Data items
════
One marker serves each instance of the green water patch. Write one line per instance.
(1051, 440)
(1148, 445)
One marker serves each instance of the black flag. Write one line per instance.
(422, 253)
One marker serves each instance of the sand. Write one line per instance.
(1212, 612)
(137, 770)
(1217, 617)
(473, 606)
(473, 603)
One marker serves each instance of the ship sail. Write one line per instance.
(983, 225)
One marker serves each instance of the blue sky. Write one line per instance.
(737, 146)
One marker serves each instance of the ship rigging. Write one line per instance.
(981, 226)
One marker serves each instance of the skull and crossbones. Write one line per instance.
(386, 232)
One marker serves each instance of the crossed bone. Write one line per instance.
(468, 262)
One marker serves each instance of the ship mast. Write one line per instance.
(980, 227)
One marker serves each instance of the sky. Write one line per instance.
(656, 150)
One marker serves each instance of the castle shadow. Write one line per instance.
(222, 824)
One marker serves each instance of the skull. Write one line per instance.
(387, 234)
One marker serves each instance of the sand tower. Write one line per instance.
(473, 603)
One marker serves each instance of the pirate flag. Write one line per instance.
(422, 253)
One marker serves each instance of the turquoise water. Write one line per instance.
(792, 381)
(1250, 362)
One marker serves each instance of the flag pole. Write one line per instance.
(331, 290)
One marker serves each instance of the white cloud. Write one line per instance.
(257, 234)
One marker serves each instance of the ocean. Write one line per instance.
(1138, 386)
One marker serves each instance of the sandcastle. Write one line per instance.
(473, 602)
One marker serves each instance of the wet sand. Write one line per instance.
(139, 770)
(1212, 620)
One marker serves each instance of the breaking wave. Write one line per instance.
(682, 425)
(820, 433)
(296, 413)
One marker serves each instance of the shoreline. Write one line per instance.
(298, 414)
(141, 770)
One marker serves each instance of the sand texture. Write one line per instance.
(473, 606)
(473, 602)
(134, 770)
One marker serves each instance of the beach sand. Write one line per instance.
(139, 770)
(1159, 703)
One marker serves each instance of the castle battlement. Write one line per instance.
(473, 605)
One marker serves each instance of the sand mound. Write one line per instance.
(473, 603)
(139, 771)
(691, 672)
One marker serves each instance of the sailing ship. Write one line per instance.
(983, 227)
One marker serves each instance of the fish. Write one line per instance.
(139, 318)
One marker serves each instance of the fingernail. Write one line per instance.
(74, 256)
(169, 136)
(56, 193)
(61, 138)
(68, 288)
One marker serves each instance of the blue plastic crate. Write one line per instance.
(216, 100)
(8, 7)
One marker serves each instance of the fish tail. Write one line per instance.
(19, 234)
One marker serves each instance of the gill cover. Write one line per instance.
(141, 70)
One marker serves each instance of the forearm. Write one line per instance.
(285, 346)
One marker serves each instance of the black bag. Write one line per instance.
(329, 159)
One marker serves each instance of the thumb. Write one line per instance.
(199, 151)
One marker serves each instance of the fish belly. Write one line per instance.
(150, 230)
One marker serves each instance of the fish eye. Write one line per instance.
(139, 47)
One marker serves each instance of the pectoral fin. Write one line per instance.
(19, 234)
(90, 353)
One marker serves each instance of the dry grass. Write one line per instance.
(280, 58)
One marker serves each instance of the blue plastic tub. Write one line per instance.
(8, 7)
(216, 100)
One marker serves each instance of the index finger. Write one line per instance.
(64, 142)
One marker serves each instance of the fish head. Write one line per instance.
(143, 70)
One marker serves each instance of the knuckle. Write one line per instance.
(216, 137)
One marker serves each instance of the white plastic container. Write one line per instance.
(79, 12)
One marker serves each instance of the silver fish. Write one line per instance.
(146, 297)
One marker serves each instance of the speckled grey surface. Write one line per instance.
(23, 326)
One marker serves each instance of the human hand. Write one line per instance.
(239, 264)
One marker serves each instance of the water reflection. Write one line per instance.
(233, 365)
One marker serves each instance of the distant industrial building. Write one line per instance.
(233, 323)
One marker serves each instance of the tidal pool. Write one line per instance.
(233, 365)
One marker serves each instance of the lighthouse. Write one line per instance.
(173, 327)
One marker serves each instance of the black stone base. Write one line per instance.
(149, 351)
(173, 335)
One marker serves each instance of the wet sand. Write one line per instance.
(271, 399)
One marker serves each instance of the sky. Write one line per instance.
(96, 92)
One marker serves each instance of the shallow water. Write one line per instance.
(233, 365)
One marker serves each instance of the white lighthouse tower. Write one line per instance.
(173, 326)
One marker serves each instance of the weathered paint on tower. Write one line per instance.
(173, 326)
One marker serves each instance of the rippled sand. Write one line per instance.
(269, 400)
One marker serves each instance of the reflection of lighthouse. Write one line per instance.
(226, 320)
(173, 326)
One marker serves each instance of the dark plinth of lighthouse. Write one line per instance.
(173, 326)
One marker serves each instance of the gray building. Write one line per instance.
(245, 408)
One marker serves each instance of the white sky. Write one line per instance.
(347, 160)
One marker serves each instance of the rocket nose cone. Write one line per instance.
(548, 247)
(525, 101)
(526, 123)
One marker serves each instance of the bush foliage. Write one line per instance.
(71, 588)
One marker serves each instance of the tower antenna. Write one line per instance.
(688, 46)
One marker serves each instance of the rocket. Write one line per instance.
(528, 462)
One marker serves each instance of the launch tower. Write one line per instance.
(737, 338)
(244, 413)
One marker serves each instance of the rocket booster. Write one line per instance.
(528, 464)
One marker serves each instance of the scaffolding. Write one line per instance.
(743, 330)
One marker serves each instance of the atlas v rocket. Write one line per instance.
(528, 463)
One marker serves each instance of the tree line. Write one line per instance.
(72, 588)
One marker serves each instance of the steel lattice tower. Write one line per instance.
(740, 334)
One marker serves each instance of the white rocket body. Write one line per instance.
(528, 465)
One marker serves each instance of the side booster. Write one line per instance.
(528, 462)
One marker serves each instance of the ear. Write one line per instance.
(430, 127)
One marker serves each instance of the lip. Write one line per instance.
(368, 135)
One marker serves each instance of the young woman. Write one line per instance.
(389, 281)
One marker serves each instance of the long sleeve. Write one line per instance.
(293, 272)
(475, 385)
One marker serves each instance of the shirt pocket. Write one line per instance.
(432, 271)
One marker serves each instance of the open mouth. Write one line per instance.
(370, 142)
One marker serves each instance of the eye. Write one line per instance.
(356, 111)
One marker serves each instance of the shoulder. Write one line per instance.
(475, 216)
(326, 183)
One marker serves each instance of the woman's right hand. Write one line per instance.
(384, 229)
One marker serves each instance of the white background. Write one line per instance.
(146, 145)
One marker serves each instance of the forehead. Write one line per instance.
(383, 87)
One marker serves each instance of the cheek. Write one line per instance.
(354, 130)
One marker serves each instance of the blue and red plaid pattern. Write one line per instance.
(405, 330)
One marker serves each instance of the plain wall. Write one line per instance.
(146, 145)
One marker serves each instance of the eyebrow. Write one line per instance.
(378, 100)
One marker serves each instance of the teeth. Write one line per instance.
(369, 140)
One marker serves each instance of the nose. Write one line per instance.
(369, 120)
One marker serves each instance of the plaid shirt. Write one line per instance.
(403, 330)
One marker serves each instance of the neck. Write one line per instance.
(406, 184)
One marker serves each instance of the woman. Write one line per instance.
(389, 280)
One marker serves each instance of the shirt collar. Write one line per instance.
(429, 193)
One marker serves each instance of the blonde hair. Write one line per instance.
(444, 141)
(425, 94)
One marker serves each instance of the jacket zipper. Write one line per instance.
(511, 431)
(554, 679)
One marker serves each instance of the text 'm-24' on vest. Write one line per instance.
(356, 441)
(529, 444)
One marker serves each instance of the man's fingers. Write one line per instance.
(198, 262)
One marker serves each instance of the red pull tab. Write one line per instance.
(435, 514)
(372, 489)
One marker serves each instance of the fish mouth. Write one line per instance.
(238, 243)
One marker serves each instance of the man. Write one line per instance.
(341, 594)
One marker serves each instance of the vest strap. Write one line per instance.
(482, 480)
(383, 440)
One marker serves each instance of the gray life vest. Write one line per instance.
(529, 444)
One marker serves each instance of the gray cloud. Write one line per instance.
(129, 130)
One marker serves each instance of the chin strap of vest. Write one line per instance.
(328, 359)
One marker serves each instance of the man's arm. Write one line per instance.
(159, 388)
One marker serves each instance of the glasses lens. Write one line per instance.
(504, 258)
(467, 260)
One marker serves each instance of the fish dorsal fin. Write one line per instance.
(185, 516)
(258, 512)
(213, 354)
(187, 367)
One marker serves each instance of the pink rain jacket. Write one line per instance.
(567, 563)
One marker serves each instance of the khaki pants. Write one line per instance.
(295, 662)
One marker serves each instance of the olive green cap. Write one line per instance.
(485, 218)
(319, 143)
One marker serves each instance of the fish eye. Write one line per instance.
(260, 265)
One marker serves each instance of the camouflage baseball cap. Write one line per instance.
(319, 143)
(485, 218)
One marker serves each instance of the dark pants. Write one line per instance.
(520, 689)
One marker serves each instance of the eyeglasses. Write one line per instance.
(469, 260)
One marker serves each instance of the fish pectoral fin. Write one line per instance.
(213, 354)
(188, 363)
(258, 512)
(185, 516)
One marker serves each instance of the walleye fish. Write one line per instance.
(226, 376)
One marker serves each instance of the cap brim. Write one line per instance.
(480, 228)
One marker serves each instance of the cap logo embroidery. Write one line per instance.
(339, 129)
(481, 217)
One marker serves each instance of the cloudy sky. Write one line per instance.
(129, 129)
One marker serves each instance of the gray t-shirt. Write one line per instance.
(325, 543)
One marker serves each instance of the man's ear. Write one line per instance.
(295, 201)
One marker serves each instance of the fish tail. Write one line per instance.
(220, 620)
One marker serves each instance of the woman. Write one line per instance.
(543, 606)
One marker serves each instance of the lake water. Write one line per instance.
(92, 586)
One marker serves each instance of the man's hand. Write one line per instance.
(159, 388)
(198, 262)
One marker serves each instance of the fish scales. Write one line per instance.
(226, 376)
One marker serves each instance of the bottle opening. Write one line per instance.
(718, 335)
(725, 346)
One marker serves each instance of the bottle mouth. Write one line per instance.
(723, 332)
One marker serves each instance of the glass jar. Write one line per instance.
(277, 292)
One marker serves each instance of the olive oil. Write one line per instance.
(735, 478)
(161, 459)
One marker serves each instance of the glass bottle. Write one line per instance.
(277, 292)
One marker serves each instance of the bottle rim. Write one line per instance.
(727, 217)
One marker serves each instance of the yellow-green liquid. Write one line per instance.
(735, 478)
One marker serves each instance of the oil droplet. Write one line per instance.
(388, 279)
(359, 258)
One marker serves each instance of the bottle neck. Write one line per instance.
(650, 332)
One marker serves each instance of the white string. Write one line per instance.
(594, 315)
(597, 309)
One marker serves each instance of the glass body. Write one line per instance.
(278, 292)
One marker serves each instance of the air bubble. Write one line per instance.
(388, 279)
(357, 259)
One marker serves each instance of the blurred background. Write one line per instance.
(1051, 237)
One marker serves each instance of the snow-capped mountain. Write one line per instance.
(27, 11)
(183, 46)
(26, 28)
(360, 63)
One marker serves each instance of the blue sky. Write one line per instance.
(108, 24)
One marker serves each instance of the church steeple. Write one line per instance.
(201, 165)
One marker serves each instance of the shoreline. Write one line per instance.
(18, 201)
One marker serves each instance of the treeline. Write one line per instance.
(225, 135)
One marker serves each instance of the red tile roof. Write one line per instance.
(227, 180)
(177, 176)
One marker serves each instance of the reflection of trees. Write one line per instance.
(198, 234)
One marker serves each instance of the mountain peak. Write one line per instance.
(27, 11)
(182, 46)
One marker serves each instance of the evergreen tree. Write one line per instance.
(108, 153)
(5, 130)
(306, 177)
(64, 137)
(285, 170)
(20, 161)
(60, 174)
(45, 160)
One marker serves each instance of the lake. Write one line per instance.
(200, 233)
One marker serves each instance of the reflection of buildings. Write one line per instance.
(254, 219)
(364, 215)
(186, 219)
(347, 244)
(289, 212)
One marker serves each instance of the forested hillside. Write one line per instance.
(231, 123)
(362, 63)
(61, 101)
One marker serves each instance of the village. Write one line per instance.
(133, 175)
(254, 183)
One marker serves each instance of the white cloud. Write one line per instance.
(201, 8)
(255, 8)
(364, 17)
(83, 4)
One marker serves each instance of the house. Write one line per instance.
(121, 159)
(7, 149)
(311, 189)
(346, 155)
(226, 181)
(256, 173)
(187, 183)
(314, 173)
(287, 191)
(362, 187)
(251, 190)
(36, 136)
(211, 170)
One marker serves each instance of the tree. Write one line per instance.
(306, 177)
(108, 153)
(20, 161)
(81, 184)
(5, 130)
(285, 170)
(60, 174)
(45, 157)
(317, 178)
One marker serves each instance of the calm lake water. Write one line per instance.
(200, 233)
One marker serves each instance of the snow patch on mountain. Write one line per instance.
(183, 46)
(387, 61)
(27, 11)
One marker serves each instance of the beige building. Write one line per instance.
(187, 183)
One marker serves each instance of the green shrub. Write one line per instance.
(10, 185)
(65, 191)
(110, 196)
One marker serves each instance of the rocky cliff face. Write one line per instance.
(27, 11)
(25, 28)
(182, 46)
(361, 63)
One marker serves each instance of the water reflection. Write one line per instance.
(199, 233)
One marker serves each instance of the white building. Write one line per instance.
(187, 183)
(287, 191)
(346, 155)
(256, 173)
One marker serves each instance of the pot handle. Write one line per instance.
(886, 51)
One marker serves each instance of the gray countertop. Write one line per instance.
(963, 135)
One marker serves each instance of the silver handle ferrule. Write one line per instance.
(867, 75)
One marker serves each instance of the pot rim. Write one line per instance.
════
Return verbatim each line from the one that mentions "One marker serves each instance of the silver handle" to the end of the entries, inclusive.

One marker serves each instance of the silver handle ferrule. Write one line per instance.
(867, 75)
One marker serves each instance of the pot rim. Write one line per instance.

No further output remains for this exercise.